What needs to be done:
In the entries below, every line with the string "white" is to be reported.

Entries provided:

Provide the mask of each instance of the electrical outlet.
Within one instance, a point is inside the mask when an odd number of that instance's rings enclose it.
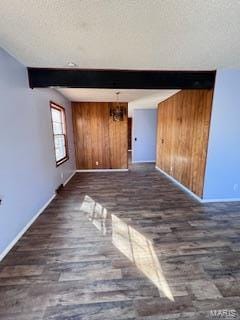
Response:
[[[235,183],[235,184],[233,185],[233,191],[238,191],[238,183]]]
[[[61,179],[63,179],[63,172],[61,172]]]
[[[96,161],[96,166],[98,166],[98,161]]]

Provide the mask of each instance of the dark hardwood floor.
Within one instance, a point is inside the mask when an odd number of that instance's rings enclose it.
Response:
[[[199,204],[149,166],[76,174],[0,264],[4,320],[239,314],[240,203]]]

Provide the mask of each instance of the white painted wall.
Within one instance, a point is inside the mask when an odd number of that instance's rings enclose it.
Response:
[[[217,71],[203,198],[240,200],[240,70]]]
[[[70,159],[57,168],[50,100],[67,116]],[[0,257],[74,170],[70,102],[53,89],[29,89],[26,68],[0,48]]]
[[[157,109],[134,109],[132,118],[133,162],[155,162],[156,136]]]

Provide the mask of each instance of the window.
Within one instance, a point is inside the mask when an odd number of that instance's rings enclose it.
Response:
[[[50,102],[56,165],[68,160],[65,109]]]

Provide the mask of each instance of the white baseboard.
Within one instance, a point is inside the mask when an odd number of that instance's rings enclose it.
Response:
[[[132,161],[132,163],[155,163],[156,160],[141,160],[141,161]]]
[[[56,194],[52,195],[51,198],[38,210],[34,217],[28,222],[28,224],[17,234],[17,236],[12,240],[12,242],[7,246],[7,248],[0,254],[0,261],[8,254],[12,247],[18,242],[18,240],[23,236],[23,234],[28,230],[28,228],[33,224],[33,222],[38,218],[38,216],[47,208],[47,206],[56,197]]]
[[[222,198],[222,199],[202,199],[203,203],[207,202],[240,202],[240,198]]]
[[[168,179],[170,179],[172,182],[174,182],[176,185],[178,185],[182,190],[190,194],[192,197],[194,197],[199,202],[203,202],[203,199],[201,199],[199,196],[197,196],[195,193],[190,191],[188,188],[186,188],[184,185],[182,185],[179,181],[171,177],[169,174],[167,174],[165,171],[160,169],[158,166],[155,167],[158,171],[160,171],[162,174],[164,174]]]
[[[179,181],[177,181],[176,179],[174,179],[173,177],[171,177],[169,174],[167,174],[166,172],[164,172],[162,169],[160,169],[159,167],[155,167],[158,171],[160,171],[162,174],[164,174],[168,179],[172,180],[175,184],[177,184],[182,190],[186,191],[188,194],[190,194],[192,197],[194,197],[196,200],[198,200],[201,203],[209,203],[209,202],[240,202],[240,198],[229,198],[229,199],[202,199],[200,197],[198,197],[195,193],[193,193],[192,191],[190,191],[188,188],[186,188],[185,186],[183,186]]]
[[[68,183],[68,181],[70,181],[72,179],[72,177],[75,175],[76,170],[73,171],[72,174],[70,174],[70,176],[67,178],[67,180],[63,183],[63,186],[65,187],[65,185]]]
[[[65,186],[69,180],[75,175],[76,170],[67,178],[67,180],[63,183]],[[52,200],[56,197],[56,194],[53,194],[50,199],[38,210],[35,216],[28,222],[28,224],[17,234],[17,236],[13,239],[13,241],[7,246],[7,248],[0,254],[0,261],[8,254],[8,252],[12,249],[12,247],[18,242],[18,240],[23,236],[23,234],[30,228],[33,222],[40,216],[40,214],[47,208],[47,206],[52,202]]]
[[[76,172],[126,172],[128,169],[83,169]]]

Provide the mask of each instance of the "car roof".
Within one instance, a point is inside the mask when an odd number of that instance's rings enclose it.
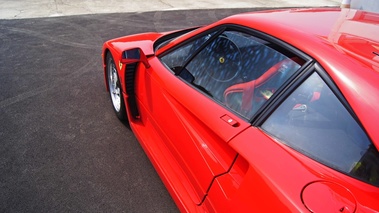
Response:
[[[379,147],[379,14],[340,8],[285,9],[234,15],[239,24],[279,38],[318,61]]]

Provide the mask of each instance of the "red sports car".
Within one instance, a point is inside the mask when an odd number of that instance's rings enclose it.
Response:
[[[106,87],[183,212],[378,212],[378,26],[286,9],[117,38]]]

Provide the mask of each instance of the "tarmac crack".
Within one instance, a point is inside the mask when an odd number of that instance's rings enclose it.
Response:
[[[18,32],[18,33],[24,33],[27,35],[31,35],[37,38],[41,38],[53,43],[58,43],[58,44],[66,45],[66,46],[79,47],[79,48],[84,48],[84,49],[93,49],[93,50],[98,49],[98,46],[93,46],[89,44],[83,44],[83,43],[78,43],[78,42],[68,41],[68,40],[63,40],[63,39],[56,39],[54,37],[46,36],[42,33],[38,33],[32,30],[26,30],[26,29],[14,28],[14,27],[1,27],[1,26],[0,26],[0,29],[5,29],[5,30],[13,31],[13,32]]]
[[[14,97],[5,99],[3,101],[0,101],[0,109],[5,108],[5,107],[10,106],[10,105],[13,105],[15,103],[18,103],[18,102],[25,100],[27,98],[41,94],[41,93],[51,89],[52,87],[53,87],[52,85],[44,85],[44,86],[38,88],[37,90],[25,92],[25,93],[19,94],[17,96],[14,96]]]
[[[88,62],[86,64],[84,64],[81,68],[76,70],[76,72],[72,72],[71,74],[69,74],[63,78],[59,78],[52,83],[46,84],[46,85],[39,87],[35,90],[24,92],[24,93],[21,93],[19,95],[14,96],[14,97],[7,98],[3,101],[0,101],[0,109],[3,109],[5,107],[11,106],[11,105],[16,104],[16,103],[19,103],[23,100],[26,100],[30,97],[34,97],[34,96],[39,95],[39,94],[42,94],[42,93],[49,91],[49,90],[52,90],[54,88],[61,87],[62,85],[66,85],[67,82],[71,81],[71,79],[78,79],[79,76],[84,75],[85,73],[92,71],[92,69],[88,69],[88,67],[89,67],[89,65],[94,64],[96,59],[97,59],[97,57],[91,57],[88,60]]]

==

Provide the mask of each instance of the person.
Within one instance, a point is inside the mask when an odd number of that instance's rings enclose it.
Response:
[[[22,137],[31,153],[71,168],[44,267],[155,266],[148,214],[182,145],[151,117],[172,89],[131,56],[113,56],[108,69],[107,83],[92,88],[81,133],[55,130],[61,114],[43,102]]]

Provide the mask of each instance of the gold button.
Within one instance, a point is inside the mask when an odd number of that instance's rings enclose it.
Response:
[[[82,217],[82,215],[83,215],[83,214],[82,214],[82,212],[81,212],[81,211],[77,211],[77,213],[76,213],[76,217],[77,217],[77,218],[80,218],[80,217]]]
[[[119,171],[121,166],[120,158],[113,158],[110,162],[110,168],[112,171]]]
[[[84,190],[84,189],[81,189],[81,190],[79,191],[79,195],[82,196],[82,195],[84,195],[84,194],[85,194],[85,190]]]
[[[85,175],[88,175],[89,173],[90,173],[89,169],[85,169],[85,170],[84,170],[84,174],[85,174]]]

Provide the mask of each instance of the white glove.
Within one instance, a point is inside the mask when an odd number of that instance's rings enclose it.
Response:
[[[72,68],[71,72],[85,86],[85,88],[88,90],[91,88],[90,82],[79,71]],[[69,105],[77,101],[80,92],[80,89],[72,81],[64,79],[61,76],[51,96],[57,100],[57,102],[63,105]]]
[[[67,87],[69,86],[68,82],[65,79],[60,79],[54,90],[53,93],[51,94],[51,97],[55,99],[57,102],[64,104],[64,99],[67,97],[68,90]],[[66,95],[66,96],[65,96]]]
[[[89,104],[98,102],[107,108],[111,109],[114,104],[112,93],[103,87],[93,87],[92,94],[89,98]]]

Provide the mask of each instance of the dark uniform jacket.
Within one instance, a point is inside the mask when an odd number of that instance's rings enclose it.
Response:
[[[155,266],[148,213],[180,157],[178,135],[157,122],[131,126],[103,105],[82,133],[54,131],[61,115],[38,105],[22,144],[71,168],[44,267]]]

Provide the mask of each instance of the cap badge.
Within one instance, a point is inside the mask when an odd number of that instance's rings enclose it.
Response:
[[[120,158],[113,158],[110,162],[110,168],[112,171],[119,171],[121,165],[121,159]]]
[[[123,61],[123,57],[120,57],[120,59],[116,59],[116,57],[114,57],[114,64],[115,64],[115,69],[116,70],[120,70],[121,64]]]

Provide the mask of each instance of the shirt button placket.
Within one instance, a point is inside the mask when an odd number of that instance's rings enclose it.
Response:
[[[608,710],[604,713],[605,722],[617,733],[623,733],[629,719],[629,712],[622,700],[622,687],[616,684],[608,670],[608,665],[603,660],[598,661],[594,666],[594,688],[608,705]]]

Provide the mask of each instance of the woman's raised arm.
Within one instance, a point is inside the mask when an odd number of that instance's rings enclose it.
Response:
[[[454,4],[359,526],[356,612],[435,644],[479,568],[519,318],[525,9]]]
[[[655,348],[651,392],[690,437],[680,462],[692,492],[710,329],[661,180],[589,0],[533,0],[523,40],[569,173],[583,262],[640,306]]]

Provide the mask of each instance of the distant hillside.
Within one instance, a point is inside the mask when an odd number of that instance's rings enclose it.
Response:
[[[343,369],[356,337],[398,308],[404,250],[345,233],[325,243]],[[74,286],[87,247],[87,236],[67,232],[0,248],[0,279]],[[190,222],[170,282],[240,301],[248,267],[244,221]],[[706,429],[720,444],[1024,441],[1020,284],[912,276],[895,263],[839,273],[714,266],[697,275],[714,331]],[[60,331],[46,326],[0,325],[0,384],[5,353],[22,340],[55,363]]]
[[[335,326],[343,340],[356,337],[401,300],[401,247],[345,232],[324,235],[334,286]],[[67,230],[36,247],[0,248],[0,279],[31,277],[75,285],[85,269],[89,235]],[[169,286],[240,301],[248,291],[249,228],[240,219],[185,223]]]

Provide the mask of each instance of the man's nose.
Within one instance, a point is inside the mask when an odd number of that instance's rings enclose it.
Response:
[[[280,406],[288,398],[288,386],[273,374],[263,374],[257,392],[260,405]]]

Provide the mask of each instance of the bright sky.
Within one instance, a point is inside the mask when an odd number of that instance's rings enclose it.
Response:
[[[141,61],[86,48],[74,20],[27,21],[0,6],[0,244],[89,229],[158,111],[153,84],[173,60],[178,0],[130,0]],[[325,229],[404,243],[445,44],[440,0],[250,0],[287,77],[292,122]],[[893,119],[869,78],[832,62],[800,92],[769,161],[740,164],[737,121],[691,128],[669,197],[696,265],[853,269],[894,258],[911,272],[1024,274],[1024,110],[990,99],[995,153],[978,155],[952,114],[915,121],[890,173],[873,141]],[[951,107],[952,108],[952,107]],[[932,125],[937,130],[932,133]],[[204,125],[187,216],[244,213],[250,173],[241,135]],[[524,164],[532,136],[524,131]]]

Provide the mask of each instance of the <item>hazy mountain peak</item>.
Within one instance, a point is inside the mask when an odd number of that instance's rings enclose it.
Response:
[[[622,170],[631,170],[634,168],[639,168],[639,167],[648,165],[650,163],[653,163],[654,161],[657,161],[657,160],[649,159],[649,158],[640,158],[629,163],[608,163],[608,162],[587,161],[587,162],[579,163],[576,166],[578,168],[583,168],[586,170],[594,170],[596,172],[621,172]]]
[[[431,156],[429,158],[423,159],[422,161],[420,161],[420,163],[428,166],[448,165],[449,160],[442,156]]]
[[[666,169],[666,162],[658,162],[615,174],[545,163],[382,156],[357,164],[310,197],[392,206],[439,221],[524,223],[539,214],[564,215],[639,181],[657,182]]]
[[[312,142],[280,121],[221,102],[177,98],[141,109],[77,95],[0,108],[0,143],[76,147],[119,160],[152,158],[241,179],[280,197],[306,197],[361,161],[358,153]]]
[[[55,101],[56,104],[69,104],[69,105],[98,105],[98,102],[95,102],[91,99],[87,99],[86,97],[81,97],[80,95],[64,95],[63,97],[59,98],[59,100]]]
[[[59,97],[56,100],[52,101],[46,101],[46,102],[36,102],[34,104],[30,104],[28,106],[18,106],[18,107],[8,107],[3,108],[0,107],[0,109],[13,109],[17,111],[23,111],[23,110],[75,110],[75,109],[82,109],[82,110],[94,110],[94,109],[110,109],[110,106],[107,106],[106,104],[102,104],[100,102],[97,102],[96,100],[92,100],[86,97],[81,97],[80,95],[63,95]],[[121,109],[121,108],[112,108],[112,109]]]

Your response:
Provide the mask of each instance of the white painted wall.
Provide the mask of each instance of the white baseboard.
Provide the mask of each instance of the white glove.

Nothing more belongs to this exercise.